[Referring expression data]
□ □ □

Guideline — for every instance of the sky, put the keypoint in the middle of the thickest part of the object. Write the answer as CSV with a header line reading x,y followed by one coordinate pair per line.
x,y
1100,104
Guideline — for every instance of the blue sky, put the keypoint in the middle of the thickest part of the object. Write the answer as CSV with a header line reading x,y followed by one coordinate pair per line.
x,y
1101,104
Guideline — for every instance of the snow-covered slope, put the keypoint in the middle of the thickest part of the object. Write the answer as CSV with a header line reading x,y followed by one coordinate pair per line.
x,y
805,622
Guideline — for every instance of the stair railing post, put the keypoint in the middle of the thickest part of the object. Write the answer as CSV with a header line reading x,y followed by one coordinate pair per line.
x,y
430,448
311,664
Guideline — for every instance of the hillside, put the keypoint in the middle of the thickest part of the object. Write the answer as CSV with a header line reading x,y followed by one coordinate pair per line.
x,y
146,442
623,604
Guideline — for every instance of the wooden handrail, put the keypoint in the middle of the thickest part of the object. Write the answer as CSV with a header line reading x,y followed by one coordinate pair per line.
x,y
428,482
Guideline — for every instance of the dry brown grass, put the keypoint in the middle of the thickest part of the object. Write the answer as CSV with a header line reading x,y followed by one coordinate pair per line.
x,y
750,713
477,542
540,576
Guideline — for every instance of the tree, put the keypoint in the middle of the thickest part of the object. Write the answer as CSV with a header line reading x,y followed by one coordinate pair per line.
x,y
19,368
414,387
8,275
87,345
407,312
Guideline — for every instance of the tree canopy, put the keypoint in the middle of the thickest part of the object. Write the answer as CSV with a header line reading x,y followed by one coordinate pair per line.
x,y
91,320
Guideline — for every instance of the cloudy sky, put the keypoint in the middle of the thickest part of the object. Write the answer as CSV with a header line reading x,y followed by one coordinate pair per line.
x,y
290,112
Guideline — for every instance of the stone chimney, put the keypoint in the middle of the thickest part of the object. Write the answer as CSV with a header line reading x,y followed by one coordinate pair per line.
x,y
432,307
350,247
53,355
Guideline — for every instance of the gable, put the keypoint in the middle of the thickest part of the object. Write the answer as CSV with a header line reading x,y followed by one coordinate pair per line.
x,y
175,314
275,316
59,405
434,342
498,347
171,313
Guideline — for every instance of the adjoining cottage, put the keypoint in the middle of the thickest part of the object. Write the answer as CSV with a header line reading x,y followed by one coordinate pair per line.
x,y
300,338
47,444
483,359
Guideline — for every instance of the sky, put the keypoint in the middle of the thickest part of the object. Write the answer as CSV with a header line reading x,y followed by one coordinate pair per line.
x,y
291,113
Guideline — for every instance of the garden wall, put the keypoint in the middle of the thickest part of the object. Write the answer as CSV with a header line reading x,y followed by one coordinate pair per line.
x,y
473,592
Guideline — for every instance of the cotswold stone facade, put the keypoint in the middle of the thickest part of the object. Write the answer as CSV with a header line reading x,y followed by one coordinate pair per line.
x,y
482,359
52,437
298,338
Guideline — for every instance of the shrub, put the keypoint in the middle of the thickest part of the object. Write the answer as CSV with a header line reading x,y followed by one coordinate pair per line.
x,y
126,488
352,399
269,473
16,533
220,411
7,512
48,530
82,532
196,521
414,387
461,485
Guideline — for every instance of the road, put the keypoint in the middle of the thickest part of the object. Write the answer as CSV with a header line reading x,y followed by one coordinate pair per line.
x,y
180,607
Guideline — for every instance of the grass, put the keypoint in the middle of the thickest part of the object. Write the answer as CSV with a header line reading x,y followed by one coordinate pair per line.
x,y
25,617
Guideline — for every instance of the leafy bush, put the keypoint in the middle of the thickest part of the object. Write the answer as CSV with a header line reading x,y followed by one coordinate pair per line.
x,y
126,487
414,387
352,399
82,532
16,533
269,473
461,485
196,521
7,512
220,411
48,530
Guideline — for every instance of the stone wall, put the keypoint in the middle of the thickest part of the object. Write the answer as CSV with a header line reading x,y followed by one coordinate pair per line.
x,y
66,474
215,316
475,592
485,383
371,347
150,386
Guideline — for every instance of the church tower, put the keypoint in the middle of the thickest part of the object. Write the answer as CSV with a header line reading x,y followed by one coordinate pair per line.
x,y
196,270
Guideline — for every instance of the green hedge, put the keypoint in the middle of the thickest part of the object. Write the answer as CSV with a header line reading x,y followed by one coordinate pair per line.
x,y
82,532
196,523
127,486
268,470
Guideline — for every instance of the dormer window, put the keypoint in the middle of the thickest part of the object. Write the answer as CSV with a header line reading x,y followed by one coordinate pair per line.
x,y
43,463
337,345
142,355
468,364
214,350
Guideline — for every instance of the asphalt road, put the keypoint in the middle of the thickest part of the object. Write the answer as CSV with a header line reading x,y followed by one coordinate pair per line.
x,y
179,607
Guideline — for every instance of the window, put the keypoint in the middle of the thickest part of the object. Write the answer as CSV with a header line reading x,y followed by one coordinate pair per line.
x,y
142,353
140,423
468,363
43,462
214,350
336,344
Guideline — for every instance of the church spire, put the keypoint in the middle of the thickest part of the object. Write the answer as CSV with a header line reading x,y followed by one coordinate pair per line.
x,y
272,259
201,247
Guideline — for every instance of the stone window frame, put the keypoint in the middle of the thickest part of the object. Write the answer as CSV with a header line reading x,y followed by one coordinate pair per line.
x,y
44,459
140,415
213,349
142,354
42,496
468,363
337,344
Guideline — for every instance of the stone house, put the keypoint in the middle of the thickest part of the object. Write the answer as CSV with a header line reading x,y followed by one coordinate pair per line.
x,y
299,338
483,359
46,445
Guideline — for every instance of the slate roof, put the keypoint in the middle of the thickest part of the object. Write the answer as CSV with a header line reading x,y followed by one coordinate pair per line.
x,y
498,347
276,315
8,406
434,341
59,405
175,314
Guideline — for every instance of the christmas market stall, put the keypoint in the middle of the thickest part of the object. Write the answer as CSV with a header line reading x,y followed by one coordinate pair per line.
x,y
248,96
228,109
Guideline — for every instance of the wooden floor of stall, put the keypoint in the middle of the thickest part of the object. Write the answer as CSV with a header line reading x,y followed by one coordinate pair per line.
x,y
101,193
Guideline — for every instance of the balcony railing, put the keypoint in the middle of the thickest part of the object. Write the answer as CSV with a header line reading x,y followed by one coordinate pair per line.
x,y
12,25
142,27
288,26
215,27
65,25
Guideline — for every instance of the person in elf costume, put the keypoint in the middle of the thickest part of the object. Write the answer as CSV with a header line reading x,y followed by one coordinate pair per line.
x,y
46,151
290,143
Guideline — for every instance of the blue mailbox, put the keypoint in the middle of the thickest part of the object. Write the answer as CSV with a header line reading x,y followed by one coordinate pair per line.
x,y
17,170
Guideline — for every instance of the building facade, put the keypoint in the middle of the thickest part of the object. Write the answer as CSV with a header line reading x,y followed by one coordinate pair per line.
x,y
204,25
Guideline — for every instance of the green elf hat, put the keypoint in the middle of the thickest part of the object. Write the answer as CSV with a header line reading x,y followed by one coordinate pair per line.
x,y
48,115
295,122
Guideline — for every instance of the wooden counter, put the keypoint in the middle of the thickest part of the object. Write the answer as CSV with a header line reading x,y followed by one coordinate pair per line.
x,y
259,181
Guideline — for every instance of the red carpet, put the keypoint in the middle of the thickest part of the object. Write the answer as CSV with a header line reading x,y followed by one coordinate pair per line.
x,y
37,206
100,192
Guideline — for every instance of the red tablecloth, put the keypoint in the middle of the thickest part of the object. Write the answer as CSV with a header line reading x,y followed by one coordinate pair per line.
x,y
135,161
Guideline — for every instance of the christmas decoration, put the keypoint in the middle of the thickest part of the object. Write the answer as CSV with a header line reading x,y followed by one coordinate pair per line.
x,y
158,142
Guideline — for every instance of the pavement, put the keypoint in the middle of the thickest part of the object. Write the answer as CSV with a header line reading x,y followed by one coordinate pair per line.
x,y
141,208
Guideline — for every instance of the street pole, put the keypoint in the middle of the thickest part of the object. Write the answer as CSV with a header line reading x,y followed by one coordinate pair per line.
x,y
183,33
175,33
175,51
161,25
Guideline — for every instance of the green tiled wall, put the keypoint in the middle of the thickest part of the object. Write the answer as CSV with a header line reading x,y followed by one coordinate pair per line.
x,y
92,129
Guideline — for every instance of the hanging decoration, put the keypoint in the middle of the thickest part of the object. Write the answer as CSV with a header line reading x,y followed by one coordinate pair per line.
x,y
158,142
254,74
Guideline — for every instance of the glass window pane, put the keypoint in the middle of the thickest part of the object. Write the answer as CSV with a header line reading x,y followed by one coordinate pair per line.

□ □ □

▶ [DESCRIPTION OF THE TASK] Only the lines from the one with "Guideline — for every instance of the hanging" through the final line above belong in the answer, each reproduced word for word.

▶ [YOUR SOLUTION]
Guideline — for every instance of the hanging decoration, put the keypoint in the middle of the thickest part of the object. Write the answer as CSV with a header line reading x,y followed by one coordinate pair per line.
x,y
158,142
254,74
Guideline — for every instance of the glass window pane, put the keypoint in the middle of the thickest part of the object. Write the answer as CSV with a header line reading x,y followed by one coordinate pair per line.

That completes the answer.